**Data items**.
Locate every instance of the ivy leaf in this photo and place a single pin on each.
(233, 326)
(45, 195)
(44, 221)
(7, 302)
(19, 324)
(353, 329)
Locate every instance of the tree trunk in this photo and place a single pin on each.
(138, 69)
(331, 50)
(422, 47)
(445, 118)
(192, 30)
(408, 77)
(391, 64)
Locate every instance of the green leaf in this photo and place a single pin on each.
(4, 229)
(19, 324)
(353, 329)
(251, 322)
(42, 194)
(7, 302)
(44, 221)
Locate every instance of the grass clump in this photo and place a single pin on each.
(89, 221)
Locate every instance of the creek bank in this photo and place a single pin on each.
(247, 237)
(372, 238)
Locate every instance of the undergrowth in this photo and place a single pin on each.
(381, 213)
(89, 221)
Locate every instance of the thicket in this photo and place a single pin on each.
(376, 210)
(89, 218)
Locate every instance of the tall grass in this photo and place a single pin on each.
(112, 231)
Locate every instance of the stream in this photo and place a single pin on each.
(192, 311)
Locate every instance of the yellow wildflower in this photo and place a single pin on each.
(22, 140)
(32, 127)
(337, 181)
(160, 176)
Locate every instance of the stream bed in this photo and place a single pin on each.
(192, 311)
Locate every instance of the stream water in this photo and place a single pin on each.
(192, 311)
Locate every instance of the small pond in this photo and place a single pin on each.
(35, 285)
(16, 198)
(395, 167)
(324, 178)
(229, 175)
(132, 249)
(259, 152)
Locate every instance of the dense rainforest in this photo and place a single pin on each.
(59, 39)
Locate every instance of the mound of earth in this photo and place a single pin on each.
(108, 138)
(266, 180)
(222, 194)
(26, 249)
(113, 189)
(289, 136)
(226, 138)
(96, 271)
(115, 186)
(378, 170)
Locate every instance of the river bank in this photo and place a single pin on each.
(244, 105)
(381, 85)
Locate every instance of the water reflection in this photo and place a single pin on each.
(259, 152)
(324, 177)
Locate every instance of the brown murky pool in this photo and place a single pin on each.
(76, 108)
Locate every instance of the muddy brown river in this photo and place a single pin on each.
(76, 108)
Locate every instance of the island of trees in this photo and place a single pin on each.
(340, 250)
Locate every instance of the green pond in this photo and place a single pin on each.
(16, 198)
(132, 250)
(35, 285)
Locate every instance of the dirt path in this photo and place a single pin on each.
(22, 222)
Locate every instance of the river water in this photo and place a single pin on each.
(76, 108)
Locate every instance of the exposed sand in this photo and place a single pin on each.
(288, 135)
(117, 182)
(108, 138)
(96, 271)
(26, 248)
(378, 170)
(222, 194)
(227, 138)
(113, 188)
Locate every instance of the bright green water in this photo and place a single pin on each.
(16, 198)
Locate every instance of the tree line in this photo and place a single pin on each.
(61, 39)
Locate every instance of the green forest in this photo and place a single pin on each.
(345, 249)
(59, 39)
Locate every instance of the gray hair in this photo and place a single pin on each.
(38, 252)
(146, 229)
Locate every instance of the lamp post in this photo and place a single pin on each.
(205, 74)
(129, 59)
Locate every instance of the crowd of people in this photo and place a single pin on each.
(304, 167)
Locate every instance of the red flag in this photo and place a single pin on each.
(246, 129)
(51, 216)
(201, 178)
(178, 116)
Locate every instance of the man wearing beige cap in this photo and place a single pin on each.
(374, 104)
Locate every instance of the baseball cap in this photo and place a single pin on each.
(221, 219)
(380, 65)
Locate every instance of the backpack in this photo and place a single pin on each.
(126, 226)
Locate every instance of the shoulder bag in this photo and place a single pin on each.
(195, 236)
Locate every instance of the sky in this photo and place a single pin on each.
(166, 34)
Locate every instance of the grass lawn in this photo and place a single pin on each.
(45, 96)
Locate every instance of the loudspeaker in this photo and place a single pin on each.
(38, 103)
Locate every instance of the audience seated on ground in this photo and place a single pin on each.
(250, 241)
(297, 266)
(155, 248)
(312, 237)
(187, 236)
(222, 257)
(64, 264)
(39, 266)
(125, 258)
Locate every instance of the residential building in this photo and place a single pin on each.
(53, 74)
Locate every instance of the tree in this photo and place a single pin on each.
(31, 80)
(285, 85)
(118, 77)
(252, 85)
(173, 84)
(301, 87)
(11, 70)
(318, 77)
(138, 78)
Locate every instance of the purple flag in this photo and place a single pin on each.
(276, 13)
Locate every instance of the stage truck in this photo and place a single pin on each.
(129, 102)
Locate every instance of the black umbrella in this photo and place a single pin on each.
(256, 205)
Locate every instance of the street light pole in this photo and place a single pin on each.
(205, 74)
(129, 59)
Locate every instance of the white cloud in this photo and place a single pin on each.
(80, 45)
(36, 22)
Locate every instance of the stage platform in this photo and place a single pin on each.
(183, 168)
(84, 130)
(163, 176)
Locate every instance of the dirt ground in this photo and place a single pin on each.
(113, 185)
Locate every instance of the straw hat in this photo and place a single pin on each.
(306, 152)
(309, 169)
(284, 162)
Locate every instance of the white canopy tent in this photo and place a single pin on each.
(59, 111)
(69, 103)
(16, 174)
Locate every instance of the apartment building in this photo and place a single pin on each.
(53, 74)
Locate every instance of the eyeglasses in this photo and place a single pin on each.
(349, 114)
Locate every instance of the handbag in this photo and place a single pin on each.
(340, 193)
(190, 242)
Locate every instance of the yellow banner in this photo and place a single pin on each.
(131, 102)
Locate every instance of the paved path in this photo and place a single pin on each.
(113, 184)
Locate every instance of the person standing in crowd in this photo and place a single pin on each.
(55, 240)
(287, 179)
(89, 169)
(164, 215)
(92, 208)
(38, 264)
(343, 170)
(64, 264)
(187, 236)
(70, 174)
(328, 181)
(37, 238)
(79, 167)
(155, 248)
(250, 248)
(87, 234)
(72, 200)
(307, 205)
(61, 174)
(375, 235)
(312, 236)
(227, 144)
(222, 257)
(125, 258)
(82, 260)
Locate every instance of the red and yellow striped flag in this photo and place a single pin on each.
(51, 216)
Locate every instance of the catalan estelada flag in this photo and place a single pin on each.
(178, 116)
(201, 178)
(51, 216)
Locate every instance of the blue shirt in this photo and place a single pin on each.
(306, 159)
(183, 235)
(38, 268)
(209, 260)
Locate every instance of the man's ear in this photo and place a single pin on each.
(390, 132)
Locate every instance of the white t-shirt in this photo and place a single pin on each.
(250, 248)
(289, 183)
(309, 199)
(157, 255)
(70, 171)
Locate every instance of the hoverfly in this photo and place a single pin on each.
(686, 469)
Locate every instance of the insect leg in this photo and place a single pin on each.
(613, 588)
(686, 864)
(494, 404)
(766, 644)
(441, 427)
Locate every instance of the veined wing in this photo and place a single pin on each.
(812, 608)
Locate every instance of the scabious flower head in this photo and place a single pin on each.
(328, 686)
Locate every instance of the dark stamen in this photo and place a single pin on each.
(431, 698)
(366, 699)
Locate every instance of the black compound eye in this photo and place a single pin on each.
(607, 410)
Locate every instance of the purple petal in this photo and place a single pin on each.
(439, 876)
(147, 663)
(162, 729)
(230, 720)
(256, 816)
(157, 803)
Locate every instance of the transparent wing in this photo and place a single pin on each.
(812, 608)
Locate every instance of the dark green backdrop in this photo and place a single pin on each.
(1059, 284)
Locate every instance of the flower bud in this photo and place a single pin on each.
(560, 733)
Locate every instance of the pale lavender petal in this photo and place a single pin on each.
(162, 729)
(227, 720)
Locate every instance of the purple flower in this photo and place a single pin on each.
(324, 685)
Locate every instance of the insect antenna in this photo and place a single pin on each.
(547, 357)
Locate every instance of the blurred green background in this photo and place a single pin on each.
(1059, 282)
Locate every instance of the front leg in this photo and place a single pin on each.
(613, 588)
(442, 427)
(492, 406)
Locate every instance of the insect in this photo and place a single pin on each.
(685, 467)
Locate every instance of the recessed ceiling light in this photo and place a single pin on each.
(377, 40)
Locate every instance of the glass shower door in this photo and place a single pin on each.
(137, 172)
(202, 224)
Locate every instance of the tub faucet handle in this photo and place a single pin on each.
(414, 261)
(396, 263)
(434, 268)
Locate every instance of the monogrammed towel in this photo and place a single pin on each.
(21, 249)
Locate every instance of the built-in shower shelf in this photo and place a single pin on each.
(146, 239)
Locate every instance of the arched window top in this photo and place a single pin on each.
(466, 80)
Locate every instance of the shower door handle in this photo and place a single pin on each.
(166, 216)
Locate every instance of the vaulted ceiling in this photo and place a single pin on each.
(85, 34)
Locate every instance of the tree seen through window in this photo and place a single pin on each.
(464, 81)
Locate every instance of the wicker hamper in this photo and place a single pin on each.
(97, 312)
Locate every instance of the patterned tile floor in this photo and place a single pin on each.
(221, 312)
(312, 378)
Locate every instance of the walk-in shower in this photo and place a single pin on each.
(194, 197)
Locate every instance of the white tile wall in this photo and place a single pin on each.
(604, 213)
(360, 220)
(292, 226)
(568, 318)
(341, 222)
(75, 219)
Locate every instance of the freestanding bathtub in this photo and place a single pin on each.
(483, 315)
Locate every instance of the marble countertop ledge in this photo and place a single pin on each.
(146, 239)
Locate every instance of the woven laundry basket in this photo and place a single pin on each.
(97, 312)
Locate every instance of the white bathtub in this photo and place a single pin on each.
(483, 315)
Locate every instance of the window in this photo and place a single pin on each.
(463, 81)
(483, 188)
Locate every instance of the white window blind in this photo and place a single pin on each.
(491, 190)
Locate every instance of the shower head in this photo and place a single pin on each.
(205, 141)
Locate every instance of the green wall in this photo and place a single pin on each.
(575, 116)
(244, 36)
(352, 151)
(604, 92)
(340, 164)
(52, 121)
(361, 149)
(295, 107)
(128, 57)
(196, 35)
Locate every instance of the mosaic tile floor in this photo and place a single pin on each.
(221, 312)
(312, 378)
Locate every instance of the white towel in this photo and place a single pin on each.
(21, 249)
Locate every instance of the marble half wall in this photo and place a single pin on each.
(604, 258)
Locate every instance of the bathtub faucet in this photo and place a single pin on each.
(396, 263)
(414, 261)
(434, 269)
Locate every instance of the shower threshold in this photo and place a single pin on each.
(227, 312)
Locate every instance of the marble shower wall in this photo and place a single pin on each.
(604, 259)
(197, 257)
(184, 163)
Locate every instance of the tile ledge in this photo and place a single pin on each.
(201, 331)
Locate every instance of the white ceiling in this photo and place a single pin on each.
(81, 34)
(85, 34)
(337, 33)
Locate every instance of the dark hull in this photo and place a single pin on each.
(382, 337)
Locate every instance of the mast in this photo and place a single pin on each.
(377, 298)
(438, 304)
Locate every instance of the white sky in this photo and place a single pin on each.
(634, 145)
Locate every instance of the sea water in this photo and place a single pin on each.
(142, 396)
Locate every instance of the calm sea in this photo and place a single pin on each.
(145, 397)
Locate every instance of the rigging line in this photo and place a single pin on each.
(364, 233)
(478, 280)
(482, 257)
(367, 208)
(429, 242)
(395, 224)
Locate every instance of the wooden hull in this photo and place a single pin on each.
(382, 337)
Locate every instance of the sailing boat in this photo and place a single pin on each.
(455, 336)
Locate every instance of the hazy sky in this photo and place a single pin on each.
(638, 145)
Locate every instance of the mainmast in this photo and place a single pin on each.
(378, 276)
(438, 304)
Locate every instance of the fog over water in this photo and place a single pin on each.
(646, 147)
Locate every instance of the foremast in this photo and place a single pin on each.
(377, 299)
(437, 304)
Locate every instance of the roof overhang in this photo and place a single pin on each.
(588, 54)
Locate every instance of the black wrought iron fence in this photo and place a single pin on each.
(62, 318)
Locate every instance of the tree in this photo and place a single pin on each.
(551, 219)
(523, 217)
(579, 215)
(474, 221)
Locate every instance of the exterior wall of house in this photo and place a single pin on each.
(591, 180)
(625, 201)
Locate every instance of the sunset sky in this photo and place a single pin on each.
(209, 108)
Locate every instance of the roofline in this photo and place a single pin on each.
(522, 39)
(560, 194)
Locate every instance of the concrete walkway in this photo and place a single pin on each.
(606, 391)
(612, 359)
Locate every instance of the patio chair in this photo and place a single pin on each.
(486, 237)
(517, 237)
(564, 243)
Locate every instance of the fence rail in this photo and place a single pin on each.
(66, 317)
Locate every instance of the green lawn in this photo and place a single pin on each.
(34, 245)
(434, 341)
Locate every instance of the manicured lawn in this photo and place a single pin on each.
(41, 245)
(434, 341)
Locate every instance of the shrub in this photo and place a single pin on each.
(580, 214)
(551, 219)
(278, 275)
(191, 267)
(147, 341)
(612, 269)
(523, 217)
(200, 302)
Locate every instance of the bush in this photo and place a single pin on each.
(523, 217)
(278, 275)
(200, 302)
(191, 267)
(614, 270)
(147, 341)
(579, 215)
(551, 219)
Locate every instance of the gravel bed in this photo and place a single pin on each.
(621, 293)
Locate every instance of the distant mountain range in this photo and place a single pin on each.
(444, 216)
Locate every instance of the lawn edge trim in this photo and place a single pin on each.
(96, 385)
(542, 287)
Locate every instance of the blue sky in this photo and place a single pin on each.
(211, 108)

**GIVEN REQUEST**. With both ends included, please retype exactly the lines from the line containing "Locate every instance of the bush" to the final line of the data.

**SOLUTION FOR THIS EXERCISE**.
Locate every instance of the bush in this photo and place a single pin on each.
(523, 217)
(278, 275)
(200, 302)
(191, 267)
(614, 270)
(147, 341)
(579, 215)
(551, 219)
Locate every instance of the gravel bed in this photo and place a single pin on each.
(621, 293)
Locate every instance of the distant mountain range in this photo and place a single pin on each.
(444, 216)
Locate every instance of the lawn edge trim in this photo and place a single pin on each.
(96, 385)
(542, 287)
Locate every instance of the blue sky in this photo and place a single pin on each.
(211, 108)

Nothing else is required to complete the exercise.